Start of MATERIAL PROVIDED

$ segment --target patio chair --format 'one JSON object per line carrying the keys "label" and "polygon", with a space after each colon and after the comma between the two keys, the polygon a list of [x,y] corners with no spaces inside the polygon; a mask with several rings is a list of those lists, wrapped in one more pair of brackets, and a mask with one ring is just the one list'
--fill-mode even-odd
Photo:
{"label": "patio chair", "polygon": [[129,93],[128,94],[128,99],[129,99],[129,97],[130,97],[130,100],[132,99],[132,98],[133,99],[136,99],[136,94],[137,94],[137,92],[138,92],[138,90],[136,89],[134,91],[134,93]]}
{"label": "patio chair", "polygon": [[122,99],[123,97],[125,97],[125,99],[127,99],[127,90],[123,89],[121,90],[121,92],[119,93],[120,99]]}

End of MATERIAL PROVIDED

> _EXERCISE DETAILS_
Pull out each line of the listing above that contains the string "polygon", and copy those lines unchanged.

> _SOLUTION FOR THIS PROBLEM_
$ segment --target patio chair --format 'one JSON object per line carrying the keys "label" and "polygon", with a space after each colon and after the comma between the two keys, the polygon a list of [x,y] corners with no spaces inside the polygon; a mask with several rings is a list of those lists, wrapped in one more pair of brackets, and a mask with one ring is just the one list'
{"label": "patio chair", "polygon": [[129,93],[128,94],[128,99],[129,99],[129,97],[130,97],[130,100],[132,99],[132,98],[133,99],[136,99],[136,94],[137,94],[137,92],[138,92],[138,90],[136,89],[134,91],[134,93]]}
{"label": "patio chair", "polygon": [[122,99],[123,97],[125,97],[125,99],[127,99],[127,90],[123,89],[121,90],[121,92],[119,93],[120,99]]}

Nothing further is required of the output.